• _Bacaan_
Peran Dewan Perwakilan Daerah (DPD) signifikan dalam mempertegas sistem ketatanegaraan, salah satunya mengusulkan perubahan kelima Undang-Undang Dasar (UUD) 1945, meski jalan politik tersebut dinilai masih cukup panjang dan terus diperjuangkan.
Hal itu disampaikan Anggota Badan Pengkajian MPR RI sekaligus Senator DPD RI, Dedi Iskandar Batubara dalam diskusi bertajuk 'Wewenang dan Pola Hubungan Antarlembaga Negara dalam Struktur Ketatanegaraan Indonesia' di ruang PPID, Gedung Nusantara I, Kompleks Parlemen, Jakarta, Rabu (1/10).
Dedi menilai bahwa dalam sistem ketatanegaraan Indonesia saat ini, eksekutif berada dalam posisi yang sangat kuat dibandingkan legislatif dan yudikatif. Ia menegaskan, meski prinsip trias politica sudah diadopsi, kedudukan lembaga legislatif khususnya MPR, DPR, dan DPD masih memerlukan kejelasan dan penguatan kewenangan.
"Eksekutif kita hari ini sangat kuat. Bahkan dalam legislasi, pemerintah memiliki hak mengajukan, membahas, hingga menandatangani undang-undang. Karena itu, peran legislatif, termasuk DPD, harus diperjelas," ujar Dedi dalam keterangannya, Kamis (2/10/2025).
Merefleksikan 21 tahun berdirinya DPD, Dedi menekankan bahwa lembaga ini sejak awal dirancang sebagai penyeimbang dalam proses legislasi.
Namun, dalam praktik kewenangannya DPD masih terbatas pada pengusulan rancangan undang-undang tertentu yang berkaitan dengan daerah. Kondisi itu kemudian membuat DPD terus mendorong penguatan otoritas, bahkan melalui wacana amandemen kelima UUD 1945.
"Seandainya legislasi yang berkaitan dengan daerah sepenuhnya menjadi kewenangan DPD, tentu hasilnya akan lebih baik. Anggota DPD setiap hari berada di daerah, sehingga paham betul kebutuhan dan persoalan yang ada," tegasnya.
Meski kewenangannya terbatas, Dedi menyebut DPD tetap bisa produktif dengan tiga strategi utama. Pertama, mendorong penguatan DPD melalui amandemen kelima UUD 1945 sebagai langkah maksimal meneguhkan sistem presidensial sekaligus mempertegas posisi DPD sebagai kamar kedua parlemen.

• _Soal A_
Menurut bacaan tentang DPD, mengapa Dedi yakin hasil legislasi yang berkaitan dengan daerah akan lebih baik bila sepenuhnya menjadi kewenangan DPD? Jawab dalam satu sampai tiga kalimat.
• _Soal B_
Hitung baris data yang memuat kata "leaf". Tuliskan angkanya saja.

• _Data_
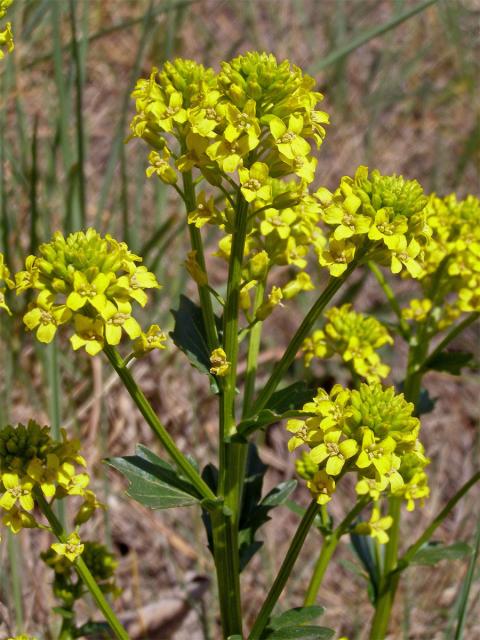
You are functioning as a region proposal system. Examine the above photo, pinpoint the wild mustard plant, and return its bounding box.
[0,0,15,60]
[0,52,480,640]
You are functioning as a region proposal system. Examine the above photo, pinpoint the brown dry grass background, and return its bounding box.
[0,0,480,640]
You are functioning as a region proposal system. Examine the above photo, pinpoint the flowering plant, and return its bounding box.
[0,52,480,640]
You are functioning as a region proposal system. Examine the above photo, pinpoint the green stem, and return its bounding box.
[398,471,480,571]
[368,262,410,340]
[243,281,265,417]
[422,311,480,371]
[248,262,357,416]
[304,499,369,607]
[182,171,219,351]
[370,496,402,640]
[248,500,320,640]
[35,488,129,640]
[103,345,216,501]
[214,191,248,637]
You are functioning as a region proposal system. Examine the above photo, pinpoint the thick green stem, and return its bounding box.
[182,171,219,351]
[248,262,356,416]
[214,191,248,636]
[35,489,129,640]
[370,496,402,640]
[103,345,216,501]
[248,500,320,640]
[243,281,265,417]
[304,534,339,607]
[304,498,369,607]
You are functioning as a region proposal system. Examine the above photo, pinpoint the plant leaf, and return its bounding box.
[410,542,472,567]
[268,605,325,629]
[425,351,473,376]
[262,625,335,640]
[106,445,201,509]
[170,295,219,393]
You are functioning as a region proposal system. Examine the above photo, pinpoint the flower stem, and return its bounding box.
[34,488,129,640]
[214,191,248,636]
[248,500,320,640]
[103,345,216,501]
[304,499,369,607]
[182,171,219,351]
[248,262,356,416]
[368,262,410,341]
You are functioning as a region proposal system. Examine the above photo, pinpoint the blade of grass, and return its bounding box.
[22,0,200,70]
[308,0,437,74]
[69,0,87,228]
[455,518,480,640]
[95,0,158,228]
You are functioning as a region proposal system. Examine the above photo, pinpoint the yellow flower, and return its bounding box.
[0,473,35,511]
[51,533,84,562]
[210,347,230,377]
[133,324,167,358]
[70,313,104,356]
[307,469,335,504]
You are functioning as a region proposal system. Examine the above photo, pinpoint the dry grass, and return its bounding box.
[0,0,480,640]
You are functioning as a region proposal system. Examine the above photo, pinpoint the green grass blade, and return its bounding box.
[70,0,87,228]
[308,0,437,73]
[455,518,480,640]
[95,0,158,228]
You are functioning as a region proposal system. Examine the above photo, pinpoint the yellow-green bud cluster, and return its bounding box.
[0,253,15,315]
[302,304,393,382]
[0,0,15,60]
[0,420,101,533]
[354,507,393,544]
[131,53,328,317]
[15,229,165,356]
[287,383,429,509]
[402,194,480,331]
[315,166,431,278]
[41,539,120,608]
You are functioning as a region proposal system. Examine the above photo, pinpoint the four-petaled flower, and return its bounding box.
[51,533,85,562]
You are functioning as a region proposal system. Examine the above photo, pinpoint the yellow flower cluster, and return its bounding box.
[0,0,15,60]
[15,229,165,356]
[287,383,429,510]
[131,53,328,318]
[0,420,101,533]
[302,304,393,382]
[402,194,480,331]
[315,166,431,278]
[41,534,120,609]
[0,253,15,315]
[131,52,328,185]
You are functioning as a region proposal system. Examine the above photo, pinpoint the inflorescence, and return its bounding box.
[287,383,429,528]
[302,304,393,382]
[13,229,166,356]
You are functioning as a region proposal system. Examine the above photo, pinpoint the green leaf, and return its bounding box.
[170,295,220,393]
[425,351,473,376]
[265,381,317,413]
[415,388,438,416]
[233,382,316,440]
[106,445,201,509]
[74,622,113,640]
[410,542,472,567]
[268,605,325,629]
[262,625,335,640]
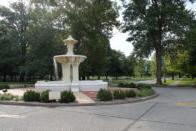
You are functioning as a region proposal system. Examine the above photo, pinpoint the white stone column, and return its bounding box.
[53,58,59,80]
[73,63,79,82]
[62,63,71,83]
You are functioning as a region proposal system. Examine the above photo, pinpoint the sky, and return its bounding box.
[0,0,196,56]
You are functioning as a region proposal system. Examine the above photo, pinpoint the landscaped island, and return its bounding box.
[0,83,156,105]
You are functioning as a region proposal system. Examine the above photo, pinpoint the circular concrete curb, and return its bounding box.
[0,93,159,107]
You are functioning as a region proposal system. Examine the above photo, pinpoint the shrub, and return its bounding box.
[113,90,126,99]
[0,84,10,90]
[97,89,112,101]
[61,91,76,103]
[128,83,136,88]
[23,90,40,101]
[125,90,136,98]
[137,88,155,97]
[137,84,152,90]
[0,93,15,101]
[40,90,49,102]
[118,83,127,87]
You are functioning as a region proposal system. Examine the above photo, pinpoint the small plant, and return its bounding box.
[137,84,152,90]
[137,88,155,97]
[125,90,136,98]
[0,93,19,101]
[128,83,136,88]
[118,83,127,87]
[0,84,10,90]
[97,89,112,101]
[113,90,126,99]
[61,91,76,103]
[40,90,49,102]
[23,90,40,101]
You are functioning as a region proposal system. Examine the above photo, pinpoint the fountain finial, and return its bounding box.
[63,35,78,45]
[63,35,78,55]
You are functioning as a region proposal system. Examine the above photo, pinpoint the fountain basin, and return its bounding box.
[54,55,87,64]
[35,80,108,92]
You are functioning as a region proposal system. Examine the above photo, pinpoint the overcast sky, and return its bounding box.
[0,0,196,56]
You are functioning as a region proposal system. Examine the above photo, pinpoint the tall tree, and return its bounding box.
[123,0,194,84]
[0,2,29,81]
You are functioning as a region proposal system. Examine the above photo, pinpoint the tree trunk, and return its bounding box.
[178,72,181,78]
[82,76,86,80]
[156,47,162,85]
[3,74,7,82]
[172,72,174,80]
[87,75,90,80]
[105,75,108,80]
[97,75,100,80]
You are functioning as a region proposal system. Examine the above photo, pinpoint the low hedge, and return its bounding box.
[137,88,155,97]
[118,83,137,88]
[137,84,152,90]
[113,90,126,99]
[40,90,49,102]
[125,90,137,98]
[60,91,76,103]
[0,84,10,90]
[23,90,40,102]
[0,93,20,101]
[97,89,112,101]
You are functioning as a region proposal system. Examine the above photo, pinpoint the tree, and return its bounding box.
[0,2,29,81]
[123,0,193,84]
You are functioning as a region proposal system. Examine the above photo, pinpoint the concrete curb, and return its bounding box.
[0,93,159,108]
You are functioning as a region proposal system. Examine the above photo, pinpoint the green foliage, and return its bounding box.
[125,90,137,98]
[0,93,20,101]
[23,90,40,102]
[0,84,10,90]
[113,90,126,99]
[137,88,155,97]
[137,83,152,90]
[97,89,112,101]
[61,91,76,103]
[40,90,49,102]
[122,0,193,84]
[118,82,137,88]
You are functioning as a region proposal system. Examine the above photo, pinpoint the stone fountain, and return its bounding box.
[35,36,108,92]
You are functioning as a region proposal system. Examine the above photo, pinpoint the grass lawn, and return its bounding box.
[179,78,196,86]
[112,77,155,84]
[0,82,35,85]
[164,79,176,86]
[164,78,196,86]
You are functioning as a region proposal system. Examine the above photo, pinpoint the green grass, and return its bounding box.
[164,78,196,86]
[0,82,35,85]
[179,78,196,86]
[109,77,155,84]
[164,79,176,86]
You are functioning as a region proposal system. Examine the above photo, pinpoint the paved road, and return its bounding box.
[0,88,196,131]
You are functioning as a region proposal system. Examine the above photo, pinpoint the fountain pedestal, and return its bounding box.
[35,36,108,91]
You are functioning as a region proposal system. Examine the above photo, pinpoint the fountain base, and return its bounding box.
[35,80,108,92]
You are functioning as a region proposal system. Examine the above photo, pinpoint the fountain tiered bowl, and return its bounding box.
[35,36,108,92]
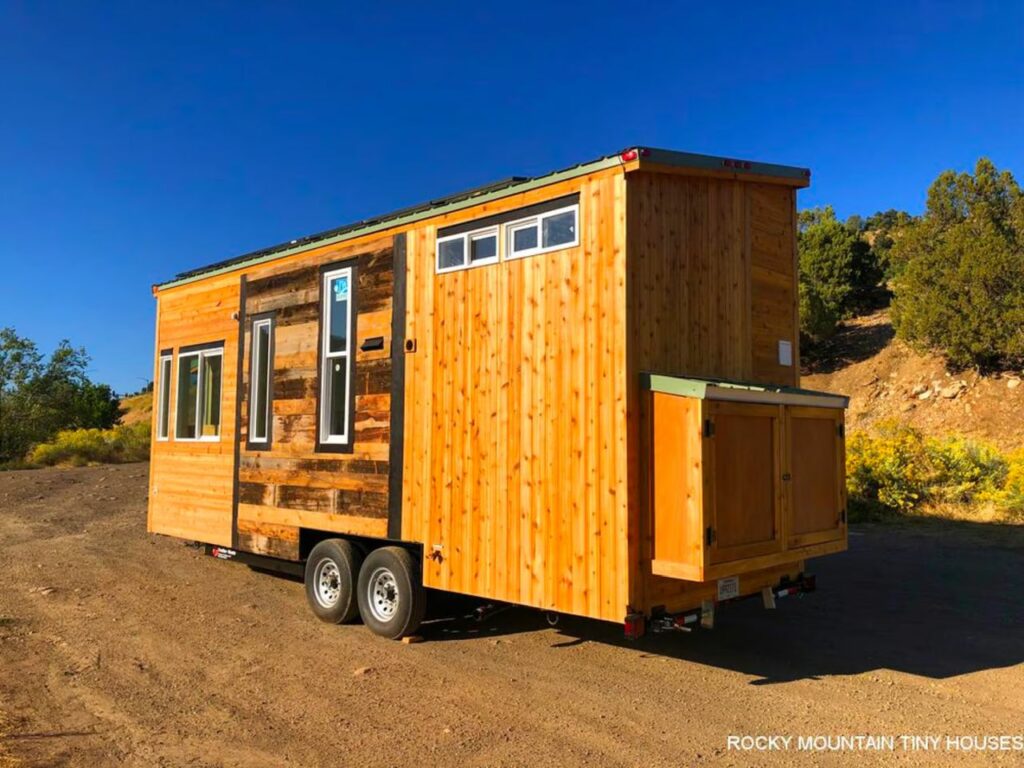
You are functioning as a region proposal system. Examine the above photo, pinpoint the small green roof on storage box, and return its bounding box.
[641,374,850,409]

• _Pembahasan Jawaban A_
Sebab anggota DPD setiap hari berada di daerah, sehingga mereka paham betul kebutuhan dan persoalan yang ada.

• _Pembahasan Jawaban B_
2